** GIVEN INSTRUCTION **
Can all of these lines be returned exactly?

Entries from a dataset
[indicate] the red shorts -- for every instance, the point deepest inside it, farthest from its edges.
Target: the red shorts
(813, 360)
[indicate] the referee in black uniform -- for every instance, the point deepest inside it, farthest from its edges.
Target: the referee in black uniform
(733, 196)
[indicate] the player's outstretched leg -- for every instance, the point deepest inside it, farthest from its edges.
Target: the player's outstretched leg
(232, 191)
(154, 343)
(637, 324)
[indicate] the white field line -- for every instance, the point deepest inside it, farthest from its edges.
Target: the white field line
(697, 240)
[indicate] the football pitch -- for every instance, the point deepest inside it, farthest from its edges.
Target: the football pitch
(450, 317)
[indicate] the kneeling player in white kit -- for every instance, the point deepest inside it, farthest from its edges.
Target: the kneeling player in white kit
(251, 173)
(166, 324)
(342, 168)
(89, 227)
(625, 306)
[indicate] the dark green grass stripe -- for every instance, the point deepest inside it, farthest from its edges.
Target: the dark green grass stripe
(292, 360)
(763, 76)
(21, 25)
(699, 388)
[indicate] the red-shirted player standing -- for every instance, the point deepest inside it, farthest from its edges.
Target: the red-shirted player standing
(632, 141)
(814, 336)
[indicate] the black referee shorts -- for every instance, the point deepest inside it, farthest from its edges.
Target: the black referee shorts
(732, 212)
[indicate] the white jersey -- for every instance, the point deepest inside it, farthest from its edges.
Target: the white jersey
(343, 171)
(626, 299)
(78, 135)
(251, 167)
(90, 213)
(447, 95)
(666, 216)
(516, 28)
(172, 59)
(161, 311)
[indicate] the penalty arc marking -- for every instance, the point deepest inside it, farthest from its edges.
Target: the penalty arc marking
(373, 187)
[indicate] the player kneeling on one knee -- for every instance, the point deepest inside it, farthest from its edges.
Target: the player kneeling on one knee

** RESULT OF THIS EXERCISE **
[indicate] the red shorts -- for every instance, the point deepest inside it, farthest from its edges.
Target: the red shorts
(813, 360)
[indicate] the referee in black uniform -- for every instance, the point deepest inside it, farthest from its edges.
Target: the referee in black uniform
(733, 196)
[indicate] the player's outstretched leg -- for every instance, the point deepest inside it, farthest from its edges.
Target: the player's outstretched leg
(232, 191)
(154, 343)
(637, 324)
[indicate] the white field line -- for every instance, the point deepest inside it, farthest from its edges.
Target: the white field line
(697, 240)
[indicate] the football pitch -- for every instance, the point deepest inside it, farthest from its edges.
Target: the football pitch
(450, 317)
[indicate] the kneeling player in white kit -- for every instance, the point deepest inside it, farthest from its edges.
Target: the kneeling player in white kit
(251, 173)
(166, 324)
(342, 168)
(89, 227)
(625, 306)
[indicate] the dark green grass stripe -- for every instance, the point deepest inside it, farthest from its edges.
Target: the dark green grass stripe
(292, 360)
(763, 76)
(21, 25)
(699, 388)
[indicate] the red-shirted player standing -- for every instance, the point deepest inside it, farthest from its edges.
Target: the red-shirted player standing
(632, 141)
(814, 336)
[indicate] the black referee shorts -- for every instance, the point deepest inside it, farthest from its edges.
Target: the black referee shorts
(732, 212)
[indicate] the white jersey -- for every instance, the point deepest inside it, farthest from its edges.
Target: the white jersey
(343, 171)
(626, 299)
(78, 135)
(251, 167)
(90, 213)
(447, 95)
(666, 216)
(516, 28)
(172, 59)
(161, 311)
[indicate] the penalty arc marking -- for every instance, the point deepest inside it, farthest from its edges.
Target: the penalty arc marking
(373, 187)
[indicate] the player kneeling on one knee -- for every instance, the point deepest inside it, farthest from its edges.
Target: the player kneeling on one knee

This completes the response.